TEXT SHOWN:

------------------------------------------------

Researcher: Lino Forner

❚  Introduction

The goal of the MI-IDEM project is to design a model to evaluate the effectiveness of instructional designs of courses. Using Bayesian Belief Networks, MI-IDEM assesses the quality of course design based on learning analytics data collected from the student’s learning environment, through surveys, from the instructors, and other means.

❚  Further description

Overall, the goal of the MI-IDEM project is to design a model to evaluate the effectiveness of instructional designs, such as courses, etc. We are researching methods to assess the quality of course design based on learning analytics data collected from the student’s learning environment through surveys and/or learning data collection mechanisms (sensors). Using Bayesian Belief Networks (BBN), we intend to use probabilistic analysis to determine the level of quality of the instructional design, especially in the setting of online education.

PROJECT | Curricular Analytics

Researcher: Geetha Paulmani

❚  Introduction

Curricular Learning Analytics explores relations between efficiency of student learning with curricular elements such as topics coverage, prerequisite relations among topics, learning outcomes, instructor effectiveness, student workload, students’ capacity, cultural constraints, socio-economic-political influences, and so on. We are looking for insights and evidences from learner interactions with respect to the curricular elements that allow us to measure the degree of achievement of curricular outcomes.

❚  Further description

While we have demos for individual pieces, should we also think about an overarching demo that exemplifies the vision of learning analytics at the curricular level? Can we take up the exercise of identifying learning analytics opportunities in each course in BSc CIS? Suppose we have done that, can we image the flow of data from a variety of sensors from students taking these courses? How much data would that be? What types of data? What kind of support we could offer students and teacher? How do we measure their effectiveness? Can we imagine and simulate, with fake data, such a curricular encompassing interactive dashboard used by a) a student, b) a teacher, c) a parent, d) a university administrator, and e) a politician?

Math Analytics

The Knowledge Space Theory allows to capture the dependencies between a set of related math concepts to form a knowledge space within which the student’s learning state is constantly recorded and his/her overall learning path tracked. Through continuous adaptive formative assessments, gaps in the student’s comprehension are easily detected and remedied. This is crucial to help students build their confidence.

PROJECT | MATHEX – Mathematics Experiences

Researcher: Rebecca Guillot

❚  Introduction

The goal of this project is to study students’ physical, affective, problem-solving, and metacognitive behavior as they work on math exercises. MATHEX also focuses on finding ways to strengthen the weaker points of the students, create opportunities for motivation, and continuously assess their progress.

------------------------------------------------

GIVEN DATA:
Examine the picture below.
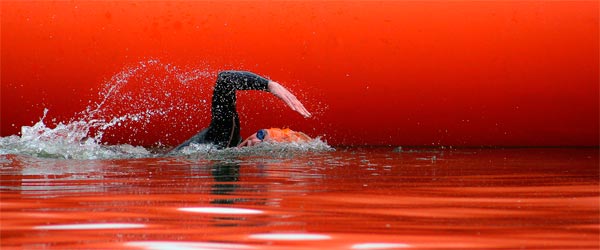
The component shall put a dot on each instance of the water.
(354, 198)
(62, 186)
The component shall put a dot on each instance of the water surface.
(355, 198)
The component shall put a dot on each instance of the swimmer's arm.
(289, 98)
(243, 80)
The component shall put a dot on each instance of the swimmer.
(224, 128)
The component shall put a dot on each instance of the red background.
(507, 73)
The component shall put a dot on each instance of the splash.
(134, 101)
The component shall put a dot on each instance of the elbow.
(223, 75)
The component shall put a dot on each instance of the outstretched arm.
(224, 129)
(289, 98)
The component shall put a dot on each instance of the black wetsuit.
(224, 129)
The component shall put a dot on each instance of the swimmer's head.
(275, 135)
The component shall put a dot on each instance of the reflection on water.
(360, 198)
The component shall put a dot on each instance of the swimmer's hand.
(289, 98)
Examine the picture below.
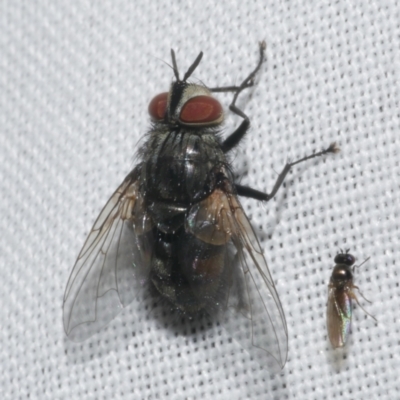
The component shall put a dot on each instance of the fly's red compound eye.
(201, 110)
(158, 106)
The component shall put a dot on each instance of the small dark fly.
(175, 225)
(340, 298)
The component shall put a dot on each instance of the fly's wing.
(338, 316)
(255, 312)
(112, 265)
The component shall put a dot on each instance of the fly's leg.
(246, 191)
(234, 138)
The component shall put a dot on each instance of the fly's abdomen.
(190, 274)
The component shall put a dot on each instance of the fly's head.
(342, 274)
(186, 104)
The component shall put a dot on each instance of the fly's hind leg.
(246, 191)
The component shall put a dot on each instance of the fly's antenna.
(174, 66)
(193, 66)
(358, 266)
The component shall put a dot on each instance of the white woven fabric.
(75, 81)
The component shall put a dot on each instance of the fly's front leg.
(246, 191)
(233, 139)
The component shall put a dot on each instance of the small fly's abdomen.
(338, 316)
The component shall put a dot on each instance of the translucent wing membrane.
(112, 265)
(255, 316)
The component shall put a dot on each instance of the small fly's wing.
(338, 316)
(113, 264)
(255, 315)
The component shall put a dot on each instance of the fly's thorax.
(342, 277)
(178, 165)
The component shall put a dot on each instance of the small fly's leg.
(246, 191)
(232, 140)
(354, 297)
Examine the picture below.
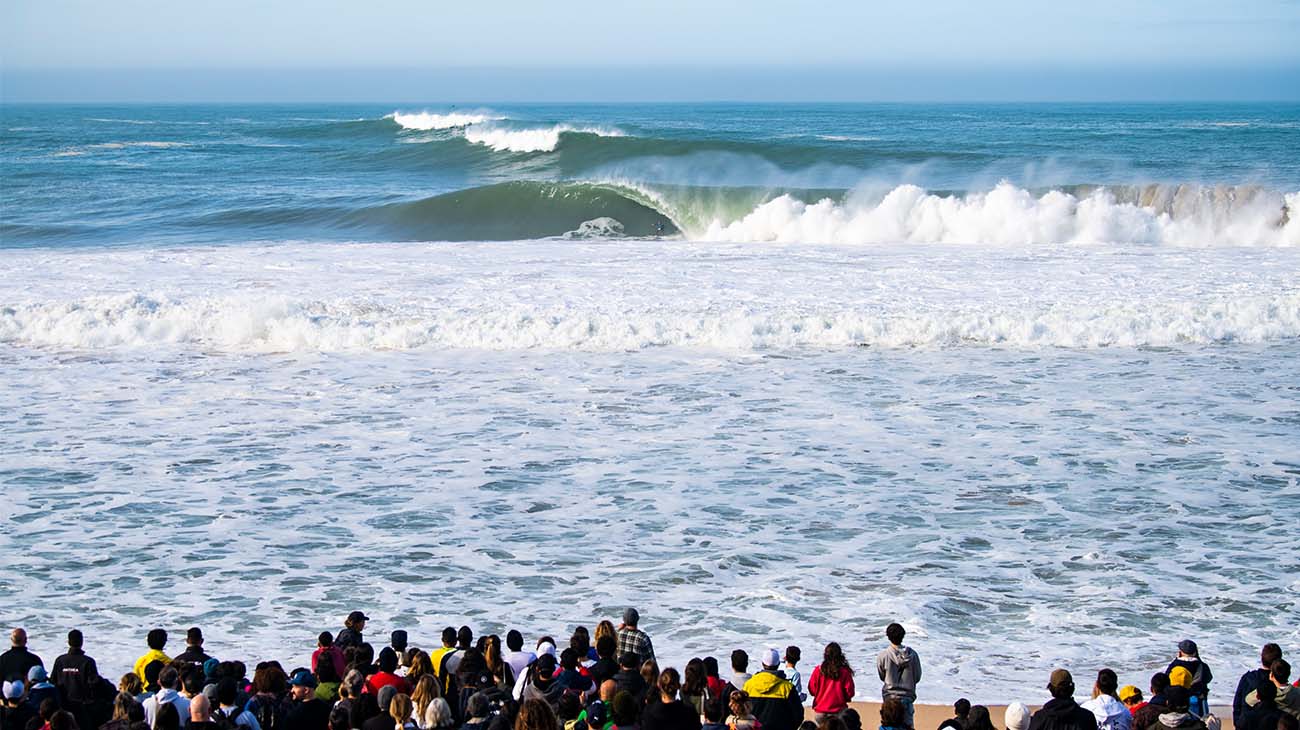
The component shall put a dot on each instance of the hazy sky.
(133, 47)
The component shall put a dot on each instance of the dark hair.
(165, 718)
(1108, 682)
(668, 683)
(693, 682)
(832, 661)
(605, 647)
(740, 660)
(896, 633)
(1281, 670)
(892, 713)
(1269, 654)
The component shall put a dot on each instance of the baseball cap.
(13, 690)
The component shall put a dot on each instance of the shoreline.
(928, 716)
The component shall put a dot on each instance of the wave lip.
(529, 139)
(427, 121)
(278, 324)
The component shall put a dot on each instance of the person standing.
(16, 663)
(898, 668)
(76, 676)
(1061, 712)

------------------------------------------------

GIVEN REQUEST: Please reproduce the part of the research projects text starting with "Math Analytics" and going on through "assess their progress.".

THE RESPONSE:
Math Analytics

The Knowledge Space Theory allows to capture the dependencies between a set of related math concepts to form a knowledge space within which the student’s learning state is constantly recorded and his/her overall learning path tracked. Through continuous adaptive formative assessments, gaps in the student’s comprehension are easily detected and remedied. This is crucial to help students build their confidence.

PROJECT | MATHEX – Mathematics Experiences

Researcher: Rebecca Guillot

❚  Introduction

The goal of this project is to study students’ physical, affective, problem-solving, and metacognitive behavior as they work on math exercises. MATHEX also focuses on finding ways to strengthen the weaker points of the students, create opportunities for motivation, and continuously assess their progress.